Record excerpts =>
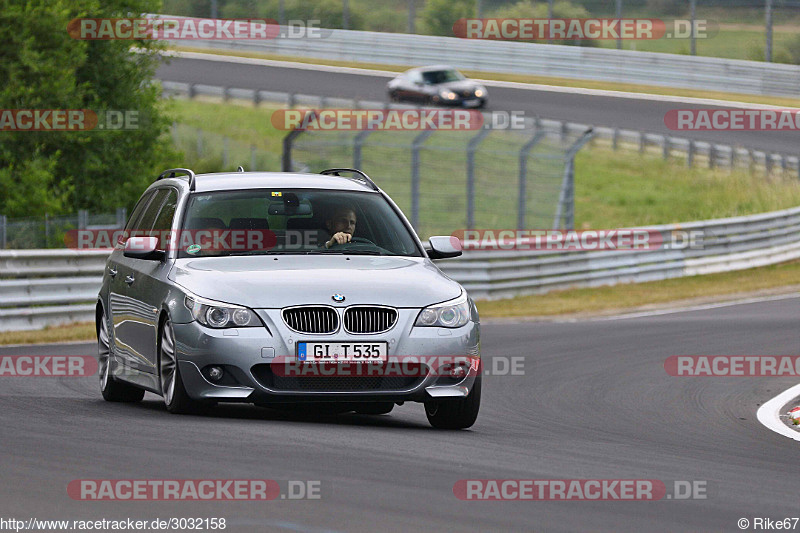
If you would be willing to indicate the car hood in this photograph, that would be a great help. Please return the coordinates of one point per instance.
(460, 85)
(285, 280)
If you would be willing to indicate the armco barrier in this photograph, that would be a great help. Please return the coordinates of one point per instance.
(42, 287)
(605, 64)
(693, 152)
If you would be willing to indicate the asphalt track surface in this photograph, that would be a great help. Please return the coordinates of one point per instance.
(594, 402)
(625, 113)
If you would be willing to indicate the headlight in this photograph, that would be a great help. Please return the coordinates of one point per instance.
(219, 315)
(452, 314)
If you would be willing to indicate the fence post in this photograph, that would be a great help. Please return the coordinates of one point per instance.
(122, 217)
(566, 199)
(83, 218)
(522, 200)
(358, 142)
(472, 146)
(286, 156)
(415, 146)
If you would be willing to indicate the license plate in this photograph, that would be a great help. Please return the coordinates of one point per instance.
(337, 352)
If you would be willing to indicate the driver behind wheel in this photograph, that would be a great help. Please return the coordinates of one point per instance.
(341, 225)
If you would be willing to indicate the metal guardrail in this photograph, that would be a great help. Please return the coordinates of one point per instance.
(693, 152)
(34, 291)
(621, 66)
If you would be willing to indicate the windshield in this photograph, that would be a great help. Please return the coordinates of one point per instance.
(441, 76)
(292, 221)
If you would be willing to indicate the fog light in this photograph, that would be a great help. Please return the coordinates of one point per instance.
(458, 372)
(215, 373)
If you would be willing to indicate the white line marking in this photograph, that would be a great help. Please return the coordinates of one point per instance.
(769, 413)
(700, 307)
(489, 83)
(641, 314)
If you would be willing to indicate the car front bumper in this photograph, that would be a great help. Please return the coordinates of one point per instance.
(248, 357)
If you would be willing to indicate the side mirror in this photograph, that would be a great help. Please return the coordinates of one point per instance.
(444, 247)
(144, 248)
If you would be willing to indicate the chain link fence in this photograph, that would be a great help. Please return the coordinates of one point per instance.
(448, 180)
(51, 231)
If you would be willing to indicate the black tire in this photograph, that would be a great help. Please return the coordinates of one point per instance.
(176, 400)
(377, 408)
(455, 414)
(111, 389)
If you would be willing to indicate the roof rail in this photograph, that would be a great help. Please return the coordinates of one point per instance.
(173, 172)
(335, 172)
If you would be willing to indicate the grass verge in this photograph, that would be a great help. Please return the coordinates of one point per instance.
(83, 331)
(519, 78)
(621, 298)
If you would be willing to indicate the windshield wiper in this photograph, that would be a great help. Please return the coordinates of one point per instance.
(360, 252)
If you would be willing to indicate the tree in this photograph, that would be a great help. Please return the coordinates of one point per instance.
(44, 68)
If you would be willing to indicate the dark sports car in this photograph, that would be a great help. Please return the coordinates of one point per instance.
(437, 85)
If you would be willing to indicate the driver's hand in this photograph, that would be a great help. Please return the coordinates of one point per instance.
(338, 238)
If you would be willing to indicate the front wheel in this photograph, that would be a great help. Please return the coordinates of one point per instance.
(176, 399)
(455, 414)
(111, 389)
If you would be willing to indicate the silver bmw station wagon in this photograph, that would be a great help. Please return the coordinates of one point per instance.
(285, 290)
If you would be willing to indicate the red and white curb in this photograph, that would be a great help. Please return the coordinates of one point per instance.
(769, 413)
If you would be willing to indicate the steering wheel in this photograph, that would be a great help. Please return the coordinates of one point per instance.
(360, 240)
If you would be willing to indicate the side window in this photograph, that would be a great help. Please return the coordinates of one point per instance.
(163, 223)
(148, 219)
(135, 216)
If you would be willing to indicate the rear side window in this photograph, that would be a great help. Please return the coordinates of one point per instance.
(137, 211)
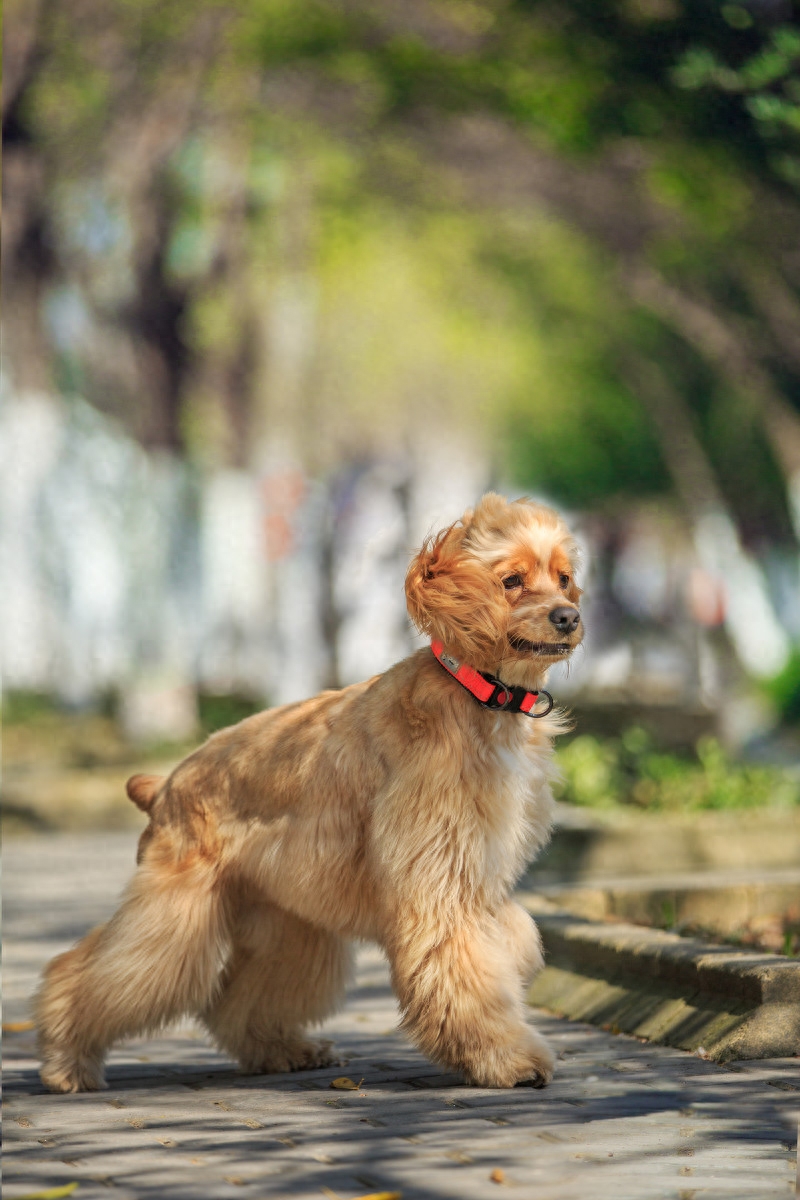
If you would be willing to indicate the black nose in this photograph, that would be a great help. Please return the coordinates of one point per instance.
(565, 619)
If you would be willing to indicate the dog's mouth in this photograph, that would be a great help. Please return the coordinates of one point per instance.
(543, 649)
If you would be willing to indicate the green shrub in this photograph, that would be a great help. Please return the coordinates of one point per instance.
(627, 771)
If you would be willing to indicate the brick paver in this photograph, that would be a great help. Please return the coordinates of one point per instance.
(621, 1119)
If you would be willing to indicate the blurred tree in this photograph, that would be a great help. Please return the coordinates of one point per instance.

Short problem =>
Transcribe every entry word for word, but omit the pictures.

Finished task =>
If you would be willing to indicate the car hood in this photograph, that would be a great help. Please return the coordinates of one point per instance.
(460, 85)
(285, 280)
If you would be willing to indicate the armco barrier in this photograph, that would be a great help. Please return the coordinates of one point per instance.
(42, 287)
(605, 64)
(693, 152)
If you would be willing to indicate the asphalt track surface in this photograph, that would be a great help. Please return the coordinates of one point per instance.
(594, 402)
(625, 113)
If you would be willing to indicate the headlight in this photograph, that would be a great help. Please return the coordinates of one point per instance.
(219, 315)
(452, 314)
If you would be willing to indicate the fence post in this photograph, that would be a great help. Please return the coordinates of one point per instance.
(122, 217)
(566, 199)
(83, 218)
(522, 200)
(358, 142)
(472, 146)
(286, 156)
(415, 146)
If you would be willing to indicate the license plate in this photograph, that would be a great help. Please return the coordinates of one point per instance.
(337, 352)
If you would be willing to indicate the driver behind wheel in this photograph, that would be a great help. Please return the coordinates of one point per instance.
(341, 225)
If you would be willing to indicate the metal guardrail in this photograph, that would be a great help. Please return the coordinates of one point per instance.
(693, 152)
(34, 291)
(621, 66)
If you would be willing to indicate the windshield in this photograph, that would be a great help. Please return the coordinates of one point per instance.
(441, 76)
(292, 221)
If you would be willing to indicate the fog light in this photograph, that would be a great help. Please return the coordinates of one point per instance.
(458, 372)
(215, 373)
If you would be willing to indicate the white line marking in this photograph, that would be a great help. Please return the coordinates of one point per instance.
(769, 413)
(700, 307)
(489, 83)
(641, 314)
If you would be willing to indicate the car front bumper in this photograph, that would be a great help. Please return the coordinates of one point per instance.
(248, 357)
If you would be willing to indicate the side mirror in this photograph, that would be a great help. Please return the coordinates of one point per instance.
(444, 247)
(144, 248)
If you would be willing to indicate the chain link fence in this photograph, that would be a great help. Please return the coordinates of one point per instance.
(448, 180)
(51, 231)
If you would be willing to indicate the black tire in this photograph, that would be a great help. Please return the coordinates of one point per instance.
(176, 400)
(377, 408)
(455, 414)
(111, 389)
If you would be willing to indicate the roof rail in this photograph, that would be a great help. Please return the coordinates of one point per instance.
(173, 172)
(335, 172)
If you would be willing to indicate the grass verge in this photograph, that would be a great help. Please return the coordinates of one point per instance.
(83, 331)
(519, 78)
(621, 298)
If you would be willing to indicate the windshield wiper in this photograph, that would be a great help. Please return the coordinates of one point per instance.
(360, 252)
If you would be willing to indicate the tree in this photograph, that would be a great help. Please return the coordinates of one point per instance.
(44, 68)
If you would be willing to indicate the dark sports car in this photograph, that would be a great help. Please return the coordinates of one point per instance.
(437, 85)
If you would be willing to indicate the driver's hand in this photograph, that would be a great help. Please return the coordinates of one point per instance.
(338, 238)
If you would be willing to indicate the front wheel in this photograph, that would be a great help. Please return the coordinates of one point per instance.
(176, 399)
(455, 414)
(111, 389)
If you would be willing to indicate the silver bmw station wagon in this photograph, that would be a great help. Please return the coordinates of one point per instance.
(285, 290)
If you would be willing to indicate the red and white curb in this photograph, that would be a great help. Please return the coordinates of one point per instance.
(769, 413)
If you would be willing to indicate the steering wheel in this photograph, that would be a great help. Please return the coordinates of one point per instance.
(360, 240)
If you would be willing to indicate the side window in this photograph, that would be a great help. Please return the coordinates of one point per instance.
(163, 223)
(148, 219)
(135, 216)
If you would be willing to indicate the rear side window in this photograph, that would be a great help. Please return the coordinates of one point per instance.
(137, 211)
If you would be willing to indicate the black nose in this photograph, that would be a great help. Please return the coordinates of one point per instance.
(565, 619)
If you would be willing to indicate the dog's mouth in this photograph, that would be a great help. Please return the coordinates of one point per instance.
(543, 649)
If you would be willing to indicate the green shrub in this photograph, that would be a great help. Please return the coordinates of one point per instance.
(627, 771)
If you would be willing to indicate the brick paver in this photograph, that would be a great help. Please return the coordinates of one point per instance.
(621, 1119)
If you would be willing to indicate the blurred tree in this photograph, that would be a great help. Please return the coordinates of one point per instance.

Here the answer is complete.